======== PROVIDED MATERIAL

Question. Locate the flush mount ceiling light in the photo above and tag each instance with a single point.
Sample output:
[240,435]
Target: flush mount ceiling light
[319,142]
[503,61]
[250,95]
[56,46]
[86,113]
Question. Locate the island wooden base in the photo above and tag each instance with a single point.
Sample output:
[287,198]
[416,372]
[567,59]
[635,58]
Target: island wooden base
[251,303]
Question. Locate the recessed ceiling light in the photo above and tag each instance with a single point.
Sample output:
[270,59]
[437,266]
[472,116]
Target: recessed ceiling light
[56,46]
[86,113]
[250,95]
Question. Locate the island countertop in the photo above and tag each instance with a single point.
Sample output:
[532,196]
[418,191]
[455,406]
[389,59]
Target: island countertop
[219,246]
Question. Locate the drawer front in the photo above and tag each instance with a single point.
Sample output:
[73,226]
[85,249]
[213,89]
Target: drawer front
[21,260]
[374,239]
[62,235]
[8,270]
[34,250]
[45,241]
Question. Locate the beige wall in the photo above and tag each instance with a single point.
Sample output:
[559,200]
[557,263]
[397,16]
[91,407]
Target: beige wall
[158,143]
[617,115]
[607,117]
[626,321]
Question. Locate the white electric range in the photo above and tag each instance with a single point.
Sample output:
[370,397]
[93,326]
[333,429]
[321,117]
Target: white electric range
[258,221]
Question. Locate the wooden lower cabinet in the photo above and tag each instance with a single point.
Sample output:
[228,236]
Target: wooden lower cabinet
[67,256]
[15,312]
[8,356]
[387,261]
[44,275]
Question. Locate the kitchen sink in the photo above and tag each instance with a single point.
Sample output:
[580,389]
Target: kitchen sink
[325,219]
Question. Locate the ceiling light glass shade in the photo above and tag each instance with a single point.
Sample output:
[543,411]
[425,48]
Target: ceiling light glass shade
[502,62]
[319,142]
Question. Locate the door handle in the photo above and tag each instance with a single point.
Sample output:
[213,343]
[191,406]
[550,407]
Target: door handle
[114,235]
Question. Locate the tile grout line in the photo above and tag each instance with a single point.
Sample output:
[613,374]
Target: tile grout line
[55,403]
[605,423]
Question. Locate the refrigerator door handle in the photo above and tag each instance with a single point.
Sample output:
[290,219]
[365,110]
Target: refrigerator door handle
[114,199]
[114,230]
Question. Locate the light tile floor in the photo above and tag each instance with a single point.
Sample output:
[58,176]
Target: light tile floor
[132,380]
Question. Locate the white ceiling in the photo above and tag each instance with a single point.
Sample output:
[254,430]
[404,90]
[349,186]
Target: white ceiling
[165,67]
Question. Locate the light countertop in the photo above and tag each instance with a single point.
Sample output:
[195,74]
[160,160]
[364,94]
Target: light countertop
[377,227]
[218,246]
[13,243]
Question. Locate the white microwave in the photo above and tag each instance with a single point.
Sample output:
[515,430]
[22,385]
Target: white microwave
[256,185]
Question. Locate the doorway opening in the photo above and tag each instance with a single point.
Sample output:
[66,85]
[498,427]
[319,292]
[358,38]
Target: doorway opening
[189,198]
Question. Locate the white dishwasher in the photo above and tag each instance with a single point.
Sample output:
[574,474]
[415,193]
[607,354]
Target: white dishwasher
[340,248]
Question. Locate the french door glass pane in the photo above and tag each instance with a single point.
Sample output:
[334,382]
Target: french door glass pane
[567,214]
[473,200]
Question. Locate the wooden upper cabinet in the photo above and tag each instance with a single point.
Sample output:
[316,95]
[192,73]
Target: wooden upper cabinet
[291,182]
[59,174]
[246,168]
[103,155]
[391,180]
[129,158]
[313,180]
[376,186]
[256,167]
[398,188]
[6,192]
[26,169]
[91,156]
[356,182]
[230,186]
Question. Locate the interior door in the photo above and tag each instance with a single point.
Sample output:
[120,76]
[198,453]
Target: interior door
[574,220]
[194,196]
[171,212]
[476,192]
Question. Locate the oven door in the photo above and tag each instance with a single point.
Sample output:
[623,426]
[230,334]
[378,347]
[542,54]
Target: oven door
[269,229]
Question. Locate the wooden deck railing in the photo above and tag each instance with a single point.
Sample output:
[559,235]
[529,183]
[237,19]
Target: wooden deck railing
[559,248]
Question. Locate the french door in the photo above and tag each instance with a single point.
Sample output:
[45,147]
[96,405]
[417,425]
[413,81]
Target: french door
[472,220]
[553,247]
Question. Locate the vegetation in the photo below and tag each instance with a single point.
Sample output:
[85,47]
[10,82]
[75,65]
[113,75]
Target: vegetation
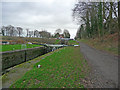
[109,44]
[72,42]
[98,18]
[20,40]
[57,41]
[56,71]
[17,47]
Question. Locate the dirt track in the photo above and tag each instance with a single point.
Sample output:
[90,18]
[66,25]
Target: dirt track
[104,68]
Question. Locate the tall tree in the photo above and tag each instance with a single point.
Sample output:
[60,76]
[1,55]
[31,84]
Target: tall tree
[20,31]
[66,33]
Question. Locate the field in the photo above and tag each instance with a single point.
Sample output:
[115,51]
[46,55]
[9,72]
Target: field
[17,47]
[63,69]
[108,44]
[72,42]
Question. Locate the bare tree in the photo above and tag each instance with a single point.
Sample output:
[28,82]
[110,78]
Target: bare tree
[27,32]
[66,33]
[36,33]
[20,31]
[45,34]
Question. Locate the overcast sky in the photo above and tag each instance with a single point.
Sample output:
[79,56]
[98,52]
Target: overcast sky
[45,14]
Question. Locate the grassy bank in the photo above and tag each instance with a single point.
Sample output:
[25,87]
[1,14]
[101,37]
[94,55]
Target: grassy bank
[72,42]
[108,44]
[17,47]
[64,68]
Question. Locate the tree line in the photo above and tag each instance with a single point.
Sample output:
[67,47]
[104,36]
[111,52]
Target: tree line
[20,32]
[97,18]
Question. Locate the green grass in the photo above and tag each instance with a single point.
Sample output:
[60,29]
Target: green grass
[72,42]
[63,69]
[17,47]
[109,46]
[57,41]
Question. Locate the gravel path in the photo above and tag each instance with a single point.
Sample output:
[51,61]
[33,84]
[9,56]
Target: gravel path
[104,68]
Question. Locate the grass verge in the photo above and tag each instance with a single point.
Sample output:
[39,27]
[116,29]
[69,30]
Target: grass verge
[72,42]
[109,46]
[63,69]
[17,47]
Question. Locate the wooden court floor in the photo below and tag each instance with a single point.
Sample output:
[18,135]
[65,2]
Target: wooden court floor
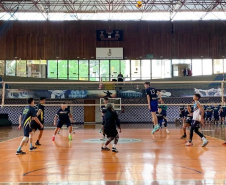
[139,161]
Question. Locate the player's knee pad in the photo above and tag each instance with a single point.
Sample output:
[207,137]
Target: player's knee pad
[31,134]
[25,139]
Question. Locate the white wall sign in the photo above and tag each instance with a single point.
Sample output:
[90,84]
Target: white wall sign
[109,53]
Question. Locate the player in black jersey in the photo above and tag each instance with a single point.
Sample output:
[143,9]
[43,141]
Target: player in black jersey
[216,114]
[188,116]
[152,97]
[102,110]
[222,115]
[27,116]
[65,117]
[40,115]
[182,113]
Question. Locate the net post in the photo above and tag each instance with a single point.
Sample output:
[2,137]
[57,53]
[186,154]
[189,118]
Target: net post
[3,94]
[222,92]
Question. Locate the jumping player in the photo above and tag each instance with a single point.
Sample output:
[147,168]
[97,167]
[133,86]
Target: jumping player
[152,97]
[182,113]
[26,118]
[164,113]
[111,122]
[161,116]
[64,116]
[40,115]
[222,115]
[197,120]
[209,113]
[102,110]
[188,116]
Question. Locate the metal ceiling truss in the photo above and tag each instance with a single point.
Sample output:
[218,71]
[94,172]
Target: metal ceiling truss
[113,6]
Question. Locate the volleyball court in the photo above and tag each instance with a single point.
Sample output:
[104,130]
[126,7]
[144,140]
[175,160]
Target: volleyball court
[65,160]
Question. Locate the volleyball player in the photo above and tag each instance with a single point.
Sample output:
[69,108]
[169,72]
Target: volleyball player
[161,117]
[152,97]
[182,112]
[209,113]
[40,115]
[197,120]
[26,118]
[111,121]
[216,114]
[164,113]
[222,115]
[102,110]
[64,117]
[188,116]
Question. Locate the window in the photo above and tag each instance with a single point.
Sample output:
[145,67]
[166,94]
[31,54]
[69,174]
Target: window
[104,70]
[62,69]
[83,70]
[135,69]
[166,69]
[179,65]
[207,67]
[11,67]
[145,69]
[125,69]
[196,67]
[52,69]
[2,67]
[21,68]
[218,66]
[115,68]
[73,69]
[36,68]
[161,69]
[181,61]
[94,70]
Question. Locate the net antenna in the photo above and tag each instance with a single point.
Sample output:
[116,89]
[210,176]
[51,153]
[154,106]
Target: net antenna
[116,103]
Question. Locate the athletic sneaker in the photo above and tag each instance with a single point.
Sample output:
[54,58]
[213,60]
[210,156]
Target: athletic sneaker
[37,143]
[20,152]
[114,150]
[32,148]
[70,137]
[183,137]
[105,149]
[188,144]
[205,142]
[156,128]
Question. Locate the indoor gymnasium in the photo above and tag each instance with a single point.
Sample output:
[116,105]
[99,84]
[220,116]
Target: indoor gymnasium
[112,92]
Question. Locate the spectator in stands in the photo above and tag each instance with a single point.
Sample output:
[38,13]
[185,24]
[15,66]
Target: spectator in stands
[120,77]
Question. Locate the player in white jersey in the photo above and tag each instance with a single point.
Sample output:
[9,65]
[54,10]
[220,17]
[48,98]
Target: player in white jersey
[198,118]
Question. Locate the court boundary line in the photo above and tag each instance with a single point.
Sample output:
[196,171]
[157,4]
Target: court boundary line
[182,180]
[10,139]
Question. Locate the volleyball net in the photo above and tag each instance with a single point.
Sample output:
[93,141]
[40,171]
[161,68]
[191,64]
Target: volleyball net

================
======== PROVIDED MATERIAL

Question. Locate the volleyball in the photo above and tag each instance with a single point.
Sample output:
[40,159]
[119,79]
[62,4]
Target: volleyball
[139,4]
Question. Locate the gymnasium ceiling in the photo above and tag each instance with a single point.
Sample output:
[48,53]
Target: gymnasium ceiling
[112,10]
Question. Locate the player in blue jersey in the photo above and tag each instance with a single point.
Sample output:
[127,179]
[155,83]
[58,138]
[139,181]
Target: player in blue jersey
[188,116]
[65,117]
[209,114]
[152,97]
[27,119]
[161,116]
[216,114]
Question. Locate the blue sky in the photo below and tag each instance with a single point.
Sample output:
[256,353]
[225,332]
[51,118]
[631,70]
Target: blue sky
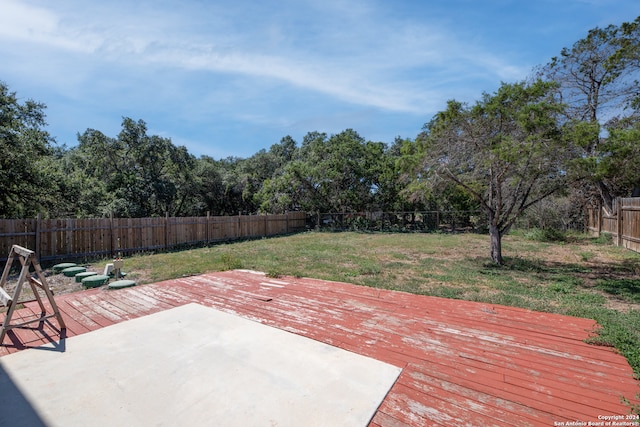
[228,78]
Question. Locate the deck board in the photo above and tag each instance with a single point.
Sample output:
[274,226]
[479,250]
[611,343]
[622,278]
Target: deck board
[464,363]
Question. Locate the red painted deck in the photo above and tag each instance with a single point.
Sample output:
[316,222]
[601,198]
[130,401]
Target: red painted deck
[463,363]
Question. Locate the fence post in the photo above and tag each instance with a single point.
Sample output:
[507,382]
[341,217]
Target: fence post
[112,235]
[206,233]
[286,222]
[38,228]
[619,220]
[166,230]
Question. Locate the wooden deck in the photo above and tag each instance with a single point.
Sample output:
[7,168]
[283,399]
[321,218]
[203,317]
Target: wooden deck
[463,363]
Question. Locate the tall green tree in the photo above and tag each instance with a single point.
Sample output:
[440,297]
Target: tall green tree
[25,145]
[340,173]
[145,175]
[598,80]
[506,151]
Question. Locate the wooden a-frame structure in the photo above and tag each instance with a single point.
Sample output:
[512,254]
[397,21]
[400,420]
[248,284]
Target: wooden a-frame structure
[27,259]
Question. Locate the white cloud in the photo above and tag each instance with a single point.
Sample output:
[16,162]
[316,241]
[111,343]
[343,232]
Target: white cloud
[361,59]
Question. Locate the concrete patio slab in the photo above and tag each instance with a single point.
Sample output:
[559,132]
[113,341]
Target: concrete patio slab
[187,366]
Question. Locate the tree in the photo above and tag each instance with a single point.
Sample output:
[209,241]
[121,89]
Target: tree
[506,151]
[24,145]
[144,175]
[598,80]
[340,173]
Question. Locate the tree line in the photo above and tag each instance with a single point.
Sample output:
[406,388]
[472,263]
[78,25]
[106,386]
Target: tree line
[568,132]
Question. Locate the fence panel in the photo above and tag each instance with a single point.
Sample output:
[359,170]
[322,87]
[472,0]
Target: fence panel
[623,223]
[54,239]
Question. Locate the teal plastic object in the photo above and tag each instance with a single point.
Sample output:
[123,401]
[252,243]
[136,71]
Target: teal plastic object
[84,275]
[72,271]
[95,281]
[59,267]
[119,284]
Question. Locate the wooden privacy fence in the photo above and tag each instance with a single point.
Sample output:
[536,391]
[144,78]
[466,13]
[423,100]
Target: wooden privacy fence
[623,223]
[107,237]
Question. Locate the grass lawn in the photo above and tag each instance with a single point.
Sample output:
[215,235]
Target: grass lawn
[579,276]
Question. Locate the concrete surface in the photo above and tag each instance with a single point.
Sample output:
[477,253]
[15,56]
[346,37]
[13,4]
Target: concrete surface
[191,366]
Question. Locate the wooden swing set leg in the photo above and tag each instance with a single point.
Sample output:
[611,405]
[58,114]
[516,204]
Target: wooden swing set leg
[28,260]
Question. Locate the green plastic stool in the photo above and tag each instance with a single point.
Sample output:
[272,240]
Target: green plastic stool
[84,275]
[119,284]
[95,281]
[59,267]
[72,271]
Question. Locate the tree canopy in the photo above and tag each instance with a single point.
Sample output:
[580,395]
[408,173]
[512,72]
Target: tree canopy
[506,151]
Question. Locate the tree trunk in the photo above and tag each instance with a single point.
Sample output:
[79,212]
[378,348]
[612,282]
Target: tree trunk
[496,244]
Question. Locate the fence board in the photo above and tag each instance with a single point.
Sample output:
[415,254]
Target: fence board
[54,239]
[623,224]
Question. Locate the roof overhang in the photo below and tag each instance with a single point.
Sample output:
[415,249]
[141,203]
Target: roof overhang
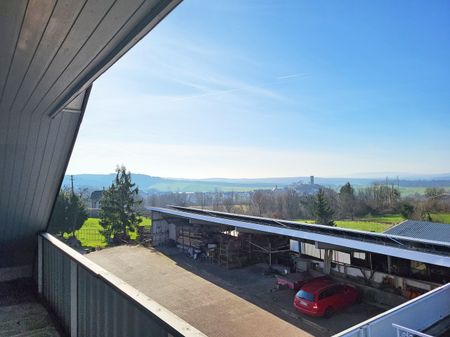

================
======== PROVIDED MATERIAL

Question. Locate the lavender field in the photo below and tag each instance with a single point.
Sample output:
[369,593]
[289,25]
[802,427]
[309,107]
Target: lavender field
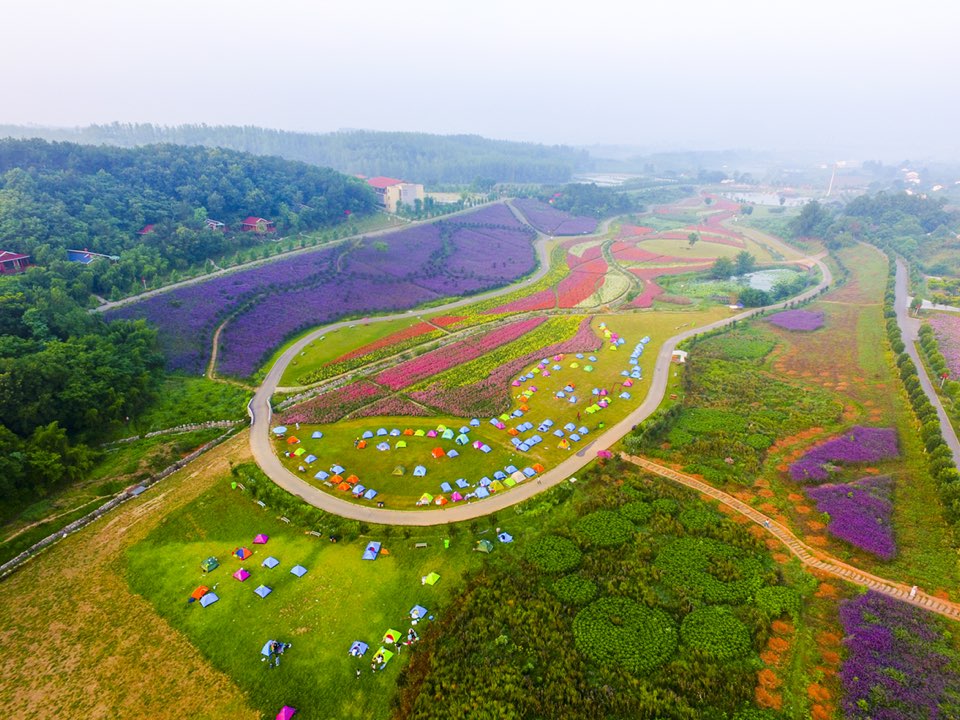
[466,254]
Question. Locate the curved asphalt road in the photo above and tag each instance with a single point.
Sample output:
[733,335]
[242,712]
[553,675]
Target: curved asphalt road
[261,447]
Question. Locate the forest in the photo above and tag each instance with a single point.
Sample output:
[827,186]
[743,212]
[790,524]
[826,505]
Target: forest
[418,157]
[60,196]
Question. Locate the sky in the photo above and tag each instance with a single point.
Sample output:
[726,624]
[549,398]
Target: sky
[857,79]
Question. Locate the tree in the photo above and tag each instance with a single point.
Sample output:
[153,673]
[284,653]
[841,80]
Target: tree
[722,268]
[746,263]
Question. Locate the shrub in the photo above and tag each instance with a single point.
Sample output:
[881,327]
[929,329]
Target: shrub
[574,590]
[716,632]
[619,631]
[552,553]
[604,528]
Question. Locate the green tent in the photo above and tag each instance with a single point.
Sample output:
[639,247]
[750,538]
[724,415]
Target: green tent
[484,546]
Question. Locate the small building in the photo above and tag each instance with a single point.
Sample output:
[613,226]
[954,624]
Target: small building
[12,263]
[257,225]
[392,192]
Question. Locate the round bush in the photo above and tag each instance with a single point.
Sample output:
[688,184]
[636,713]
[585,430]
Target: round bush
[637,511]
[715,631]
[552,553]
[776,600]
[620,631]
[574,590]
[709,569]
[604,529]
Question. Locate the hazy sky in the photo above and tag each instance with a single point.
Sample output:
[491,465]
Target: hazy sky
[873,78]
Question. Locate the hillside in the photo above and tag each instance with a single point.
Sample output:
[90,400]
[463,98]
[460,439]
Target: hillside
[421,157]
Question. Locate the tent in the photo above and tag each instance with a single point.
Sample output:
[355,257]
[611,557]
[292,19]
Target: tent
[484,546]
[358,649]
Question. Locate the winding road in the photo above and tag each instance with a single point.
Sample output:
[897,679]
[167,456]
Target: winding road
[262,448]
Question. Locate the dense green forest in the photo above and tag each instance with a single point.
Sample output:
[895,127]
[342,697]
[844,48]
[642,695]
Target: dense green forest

================

**EXERCISE GOAL:**
Find every line above that includes the word "dense", then state how many there are and nothing more.

**RESULT FOR THIS TASK:**
2